Problems to work on:
[a] Can you transcribe the part of the passage on gender and renewable energy between "In the context" and "countries (UNIDO/UNWomen 2013).", inclusive, word for word?
[b] Would you format the records from the line holding "like [233, 359]." through the end of the records, inclusive, as a JSON list of strings, one string per line, with blank lines omitted?

Text extract:
──────────

In the context of the post-2015 development agenda, the UN launched in 2012 the “Sustainable Energy for All Initiative” (SE4ALL). The SE4ALL initiative aims to ensure universal access to modern energy services, double the global rate of improvement in energy efﬁciency, and double the share of renewable energy in the global energy mix by 2030. The consultation process has led to, among others, a focus on gender when working towards energy for all, and a proposal to extend the SE4ALL objectives with two additional targets: Reducing by half the number of premature deaths due to indoor and outdoor air pollution; and providing modern energy services to 400,000 primary healthcare service providers in developing countries (UNIDO/UNWomen 2013).
Gender and renewable energy in Mozambique
Mozambique ranks 142nd out of a total of 189 according to the UNDP Gender Inequality Index (2018). Of its population of 51% women, 72.2% live in rural areas and 24.1% are household heads. The social sectors of education and health have seen improvements in terms of gender equality and equal opportunities. However, the economic situation has seen limited improvements for the large majority of Mozambicans depending on small-scale agriculture and the informal economy. A main challenge is that the state and the judiciary are not sufficiently strong to implement legal instruments such as the Family Law and the Law Against Domestic Violence at the local level (Tvedten 2011). Mozambique has a huge energy potential of more than 23 TW. For rural electrification projects, the current technological evolution allows decentralised generation by harnessing renewable energy resources such as sun, wind, water, biomass and geothermal energy. This generation is off-grid at or near the point of use, where the users are the producers -whether individuals, small businesses and/or a local community. Such small-scale generation plants may ideally also be connected with each other or with nearby networks. Despite the wide range of socio-economic and environmental arguments in favour of such decentralised energy production, policy, legal, technical and financial barriers prevail. Specific examples are poor institutional frameworks and infrastructure; inadequate planning policies; uncoordinated actions in the energy sector; pricing distortions due to the strong subsidy of fossil energies; high initial capital costs of decentralised systems; weak dissemination strategies; lack of consumer awareness, skilled (wo)manpower and baseline information; and weak services and weak maintenance of infrastructures (Vezzoli et al. 2018).

──────────

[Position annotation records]

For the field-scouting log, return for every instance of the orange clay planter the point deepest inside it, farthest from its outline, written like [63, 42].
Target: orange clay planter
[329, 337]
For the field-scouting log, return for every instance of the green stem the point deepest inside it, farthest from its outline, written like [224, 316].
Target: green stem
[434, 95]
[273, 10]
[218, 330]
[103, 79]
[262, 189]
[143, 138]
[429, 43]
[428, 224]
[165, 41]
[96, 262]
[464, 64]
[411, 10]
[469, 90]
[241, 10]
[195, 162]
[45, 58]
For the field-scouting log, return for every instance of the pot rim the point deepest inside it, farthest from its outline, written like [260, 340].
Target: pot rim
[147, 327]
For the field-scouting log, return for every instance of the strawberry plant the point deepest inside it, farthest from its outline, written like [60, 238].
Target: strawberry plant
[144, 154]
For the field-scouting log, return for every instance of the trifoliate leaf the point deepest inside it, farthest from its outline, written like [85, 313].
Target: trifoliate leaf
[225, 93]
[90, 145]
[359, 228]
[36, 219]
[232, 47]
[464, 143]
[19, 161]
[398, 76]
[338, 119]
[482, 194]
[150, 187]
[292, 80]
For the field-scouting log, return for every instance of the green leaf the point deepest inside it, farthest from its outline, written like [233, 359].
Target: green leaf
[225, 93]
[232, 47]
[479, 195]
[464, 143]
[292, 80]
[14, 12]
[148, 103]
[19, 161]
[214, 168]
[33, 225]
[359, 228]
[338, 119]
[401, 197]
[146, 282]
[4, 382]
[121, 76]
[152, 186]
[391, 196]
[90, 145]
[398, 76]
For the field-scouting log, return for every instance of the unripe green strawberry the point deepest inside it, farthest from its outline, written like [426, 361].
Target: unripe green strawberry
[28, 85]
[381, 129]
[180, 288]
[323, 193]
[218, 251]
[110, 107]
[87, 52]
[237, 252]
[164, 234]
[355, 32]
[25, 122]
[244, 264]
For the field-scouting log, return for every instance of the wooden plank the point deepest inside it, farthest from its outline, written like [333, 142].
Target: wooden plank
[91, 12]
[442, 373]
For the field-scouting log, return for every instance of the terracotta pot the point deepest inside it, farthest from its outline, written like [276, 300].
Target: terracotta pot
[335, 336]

──────────

Task-by-task results:
[a]
In the context of the post-2015 development agenda, the UN launched in 2012 the “Sustainable Energy for All Initiative” (SE4ALL). The SE4ALL initiative aims to ensure universal access to modern energy services, double the global rate of improvement in energy efﬁciency, and double the share of renewable energy in the global energy mix by 2030. The consultation process has led to, among others, a focus on gender when working towards energy for all, and a proposal to extend the SE4ALL objectives with two additional targets: Reducing by half the number of premature deaths due to indoor and outdoor air pollution; and providing modern energy services to 400,000 primary healthcare service providers in developing countries (UNIDO/UNWomen 2013).

[b]
[
  "For the field-scouting log, return for every instance of the green leaf the point deepest inside it, farthest from its outline, written like [233, 359].",
  "Target: green leaf",
  "[225, 93]",
  "[232, 47]",
  "[479, 195]",
  "[464, 143]",
  "[292, 80]",
  "[14, 12]",
  "[148, 103]",
  "[19, 161]",
  "[214, 168]",
  "[33, 225]",
  "[359, 228]",
  "[338, 119]",
  "[401, 197]",
  "[146, 282]",
  "[4, 382]",
  "[121, 76]",
  "[152, 186]",
  "[391, 196]",
  "[90, 145]",
  "[398, 76]",
  "For the field-scouting log, return for every instance of the unripe green strawberry the point deepest inside it, farthest from its outline, written like [426, 361].",
  "Target: unripe green strawberry",
  "[28, 85]",
  "[381, 129]",
  "[180, 288]",
  "[323, 193]",
  "[218, 251]",
  "[110, 107]",
  "[87, 52]",
  "[237, 252]",
  "[164, 234]",
  "[355, 32]",
  "[25, 122]",
  "[244, 264]",
  "For the field-scouting log, return for every instance of the wooden plank the point deepest inside it, farthest from its outline, written like [333, 142].",
  "Target: wooden plank",
  "[91, 12]",
  "[442, 373]",
  "For the field-scouting log, return for every instance of the terracotta pot the point deepest inside it, farthest from its outline, written like [276, 300].",
  "Target: terracotta pot",
  "[335, 336]"
]